(Excerpts from a dataset on object pointing)

■ ■ ■

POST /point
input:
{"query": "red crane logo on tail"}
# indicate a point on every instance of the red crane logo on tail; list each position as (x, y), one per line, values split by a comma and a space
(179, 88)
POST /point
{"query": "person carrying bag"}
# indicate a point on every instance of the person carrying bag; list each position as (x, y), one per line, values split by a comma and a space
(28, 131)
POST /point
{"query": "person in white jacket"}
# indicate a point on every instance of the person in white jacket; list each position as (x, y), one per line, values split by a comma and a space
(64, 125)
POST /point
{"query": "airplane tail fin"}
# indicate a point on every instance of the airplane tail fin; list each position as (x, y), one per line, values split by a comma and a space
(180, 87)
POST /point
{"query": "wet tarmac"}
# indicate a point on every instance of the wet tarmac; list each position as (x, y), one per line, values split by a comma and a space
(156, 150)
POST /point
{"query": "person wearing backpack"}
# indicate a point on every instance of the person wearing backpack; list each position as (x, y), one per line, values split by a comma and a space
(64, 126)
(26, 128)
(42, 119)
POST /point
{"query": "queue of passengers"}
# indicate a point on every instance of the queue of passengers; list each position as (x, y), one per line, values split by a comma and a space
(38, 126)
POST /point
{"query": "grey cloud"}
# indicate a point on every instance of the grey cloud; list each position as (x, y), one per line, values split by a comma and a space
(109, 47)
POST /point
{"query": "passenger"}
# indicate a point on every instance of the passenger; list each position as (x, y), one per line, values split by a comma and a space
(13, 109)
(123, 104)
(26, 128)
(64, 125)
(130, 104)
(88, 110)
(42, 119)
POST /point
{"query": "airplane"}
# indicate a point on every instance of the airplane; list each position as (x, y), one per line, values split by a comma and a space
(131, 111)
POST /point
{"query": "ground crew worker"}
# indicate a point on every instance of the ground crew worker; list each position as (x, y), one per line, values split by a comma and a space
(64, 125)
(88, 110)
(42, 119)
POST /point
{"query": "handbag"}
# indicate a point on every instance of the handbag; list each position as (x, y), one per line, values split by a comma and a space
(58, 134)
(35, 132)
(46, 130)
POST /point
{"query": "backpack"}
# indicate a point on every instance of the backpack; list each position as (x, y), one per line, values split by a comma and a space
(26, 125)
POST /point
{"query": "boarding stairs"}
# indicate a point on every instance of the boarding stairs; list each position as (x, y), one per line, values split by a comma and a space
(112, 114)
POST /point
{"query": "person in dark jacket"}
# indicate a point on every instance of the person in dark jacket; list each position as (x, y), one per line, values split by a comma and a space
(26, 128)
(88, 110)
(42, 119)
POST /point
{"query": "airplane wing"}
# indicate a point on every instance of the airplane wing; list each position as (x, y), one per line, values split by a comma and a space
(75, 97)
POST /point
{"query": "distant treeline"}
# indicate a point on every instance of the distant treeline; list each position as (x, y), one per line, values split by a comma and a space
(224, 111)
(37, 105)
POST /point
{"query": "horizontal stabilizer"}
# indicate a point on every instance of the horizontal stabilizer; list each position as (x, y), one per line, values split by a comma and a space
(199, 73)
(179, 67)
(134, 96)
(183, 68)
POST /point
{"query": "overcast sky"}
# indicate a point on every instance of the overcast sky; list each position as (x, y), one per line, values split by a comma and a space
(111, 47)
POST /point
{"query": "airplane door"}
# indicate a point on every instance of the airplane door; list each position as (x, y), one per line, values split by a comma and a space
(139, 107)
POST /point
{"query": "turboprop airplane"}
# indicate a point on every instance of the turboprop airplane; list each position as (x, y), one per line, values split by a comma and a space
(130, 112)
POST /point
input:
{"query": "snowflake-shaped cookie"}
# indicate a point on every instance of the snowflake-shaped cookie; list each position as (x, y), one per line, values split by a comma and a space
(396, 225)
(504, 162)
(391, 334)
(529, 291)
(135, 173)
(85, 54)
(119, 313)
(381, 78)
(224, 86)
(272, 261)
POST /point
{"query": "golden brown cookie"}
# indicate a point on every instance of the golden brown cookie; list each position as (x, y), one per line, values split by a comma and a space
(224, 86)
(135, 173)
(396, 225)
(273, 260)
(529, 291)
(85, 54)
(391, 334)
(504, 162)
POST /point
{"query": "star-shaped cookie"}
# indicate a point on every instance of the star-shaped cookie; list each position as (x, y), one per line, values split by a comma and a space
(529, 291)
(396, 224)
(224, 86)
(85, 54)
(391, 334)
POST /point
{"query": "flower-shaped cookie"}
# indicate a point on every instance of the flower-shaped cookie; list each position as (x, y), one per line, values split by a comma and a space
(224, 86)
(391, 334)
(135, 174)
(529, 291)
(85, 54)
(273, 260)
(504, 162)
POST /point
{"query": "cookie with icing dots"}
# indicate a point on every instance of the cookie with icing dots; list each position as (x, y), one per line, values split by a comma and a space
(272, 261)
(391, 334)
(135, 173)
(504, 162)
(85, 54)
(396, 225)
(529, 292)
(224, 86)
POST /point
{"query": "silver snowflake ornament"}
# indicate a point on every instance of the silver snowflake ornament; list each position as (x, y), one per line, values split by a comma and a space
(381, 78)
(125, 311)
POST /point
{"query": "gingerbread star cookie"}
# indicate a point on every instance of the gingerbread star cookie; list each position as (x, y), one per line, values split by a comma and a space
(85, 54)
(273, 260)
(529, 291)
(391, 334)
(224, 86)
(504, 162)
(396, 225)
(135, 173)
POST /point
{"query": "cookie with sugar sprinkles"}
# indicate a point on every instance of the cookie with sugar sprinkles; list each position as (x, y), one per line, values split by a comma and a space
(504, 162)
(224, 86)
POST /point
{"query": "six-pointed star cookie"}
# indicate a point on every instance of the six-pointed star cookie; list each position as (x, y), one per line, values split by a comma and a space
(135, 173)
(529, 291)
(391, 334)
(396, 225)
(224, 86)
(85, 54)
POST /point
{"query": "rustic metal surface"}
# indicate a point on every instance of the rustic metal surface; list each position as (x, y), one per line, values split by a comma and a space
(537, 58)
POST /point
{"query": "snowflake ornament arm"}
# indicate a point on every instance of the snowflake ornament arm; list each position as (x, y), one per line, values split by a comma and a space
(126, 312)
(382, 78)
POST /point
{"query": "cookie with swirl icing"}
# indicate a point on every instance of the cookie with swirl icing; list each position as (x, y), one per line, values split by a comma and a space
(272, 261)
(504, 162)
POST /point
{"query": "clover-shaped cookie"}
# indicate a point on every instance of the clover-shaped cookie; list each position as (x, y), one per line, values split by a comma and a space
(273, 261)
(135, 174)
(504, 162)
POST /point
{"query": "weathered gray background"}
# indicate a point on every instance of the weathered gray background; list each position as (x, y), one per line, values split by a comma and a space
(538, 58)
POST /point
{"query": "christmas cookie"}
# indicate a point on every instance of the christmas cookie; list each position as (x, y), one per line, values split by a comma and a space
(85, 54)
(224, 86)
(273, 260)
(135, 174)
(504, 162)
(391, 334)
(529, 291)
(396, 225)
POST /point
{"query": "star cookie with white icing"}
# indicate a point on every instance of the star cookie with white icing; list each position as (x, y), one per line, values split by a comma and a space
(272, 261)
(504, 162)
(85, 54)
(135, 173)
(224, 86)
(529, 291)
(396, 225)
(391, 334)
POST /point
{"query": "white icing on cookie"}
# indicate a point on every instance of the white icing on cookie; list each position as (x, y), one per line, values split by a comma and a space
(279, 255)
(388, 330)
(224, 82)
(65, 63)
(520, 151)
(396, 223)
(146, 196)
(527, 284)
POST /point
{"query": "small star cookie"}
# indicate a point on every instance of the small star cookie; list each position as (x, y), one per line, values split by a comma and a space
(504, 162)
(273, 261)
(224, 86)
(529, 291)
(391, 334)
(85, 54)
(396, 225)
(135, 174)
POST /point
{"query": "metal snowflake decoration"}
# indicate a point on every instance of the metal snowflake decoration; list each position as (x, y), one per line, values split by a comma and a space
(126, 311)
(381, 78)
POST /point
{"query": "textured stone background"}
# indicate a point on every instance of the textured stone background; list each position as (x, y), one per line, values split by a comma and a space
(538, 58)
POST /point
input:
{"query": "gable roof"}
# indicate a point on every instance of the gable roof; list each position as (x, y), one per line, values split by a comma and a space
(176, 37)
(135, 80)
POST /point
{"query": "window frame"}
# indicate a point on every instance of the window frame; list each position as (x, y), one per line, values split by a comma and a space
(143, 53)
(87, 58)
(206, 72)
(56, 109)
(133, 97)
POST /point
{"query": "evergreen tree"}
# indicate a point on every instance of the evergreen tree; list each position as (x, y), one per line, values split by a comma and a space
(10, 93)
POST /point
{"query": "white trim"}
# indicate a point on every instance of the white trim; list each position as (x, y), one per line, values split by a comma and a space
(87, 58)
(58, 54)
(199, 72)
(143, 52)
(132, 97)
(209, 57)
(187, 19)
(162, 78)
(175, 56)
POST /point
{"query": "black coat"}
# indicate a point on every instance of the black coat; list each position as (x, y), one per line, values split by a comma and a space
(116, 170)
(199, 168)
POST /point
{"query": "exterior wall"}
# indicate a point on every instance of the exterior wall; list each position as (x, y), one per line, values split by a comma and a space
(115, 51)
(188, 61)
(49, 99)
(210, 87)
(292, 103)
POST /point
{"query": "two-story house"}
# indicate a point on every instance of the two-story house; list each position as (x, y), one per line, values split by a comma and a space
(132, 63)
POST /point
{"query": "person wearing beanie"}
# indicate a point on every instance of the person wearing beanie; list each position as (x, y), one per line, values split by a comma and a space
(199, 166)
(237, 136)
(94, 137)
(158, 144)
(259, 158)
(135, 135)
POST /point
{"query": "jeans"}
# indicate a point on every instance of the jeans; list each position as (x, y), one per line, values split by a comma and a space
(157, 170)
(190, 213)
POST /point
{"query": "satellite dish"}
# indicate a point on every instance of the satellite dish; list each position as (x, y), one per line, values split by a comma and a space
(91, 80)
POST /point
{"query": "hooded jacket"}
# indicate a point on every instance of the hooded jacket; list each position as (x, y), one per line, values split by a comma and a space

■ ■ ■

■ INSTRUCTIONS FOR THE TASK:
Pull out every line of the rows above that contains the string "decoration". Letter case counts.

■ COMPLETE ANSWER:
{"query": "metal snowflake decoration"}
# indicate a point on every instance of the metal snowflake decoration; list each position as (x, y), one per line, values split by a comma and a space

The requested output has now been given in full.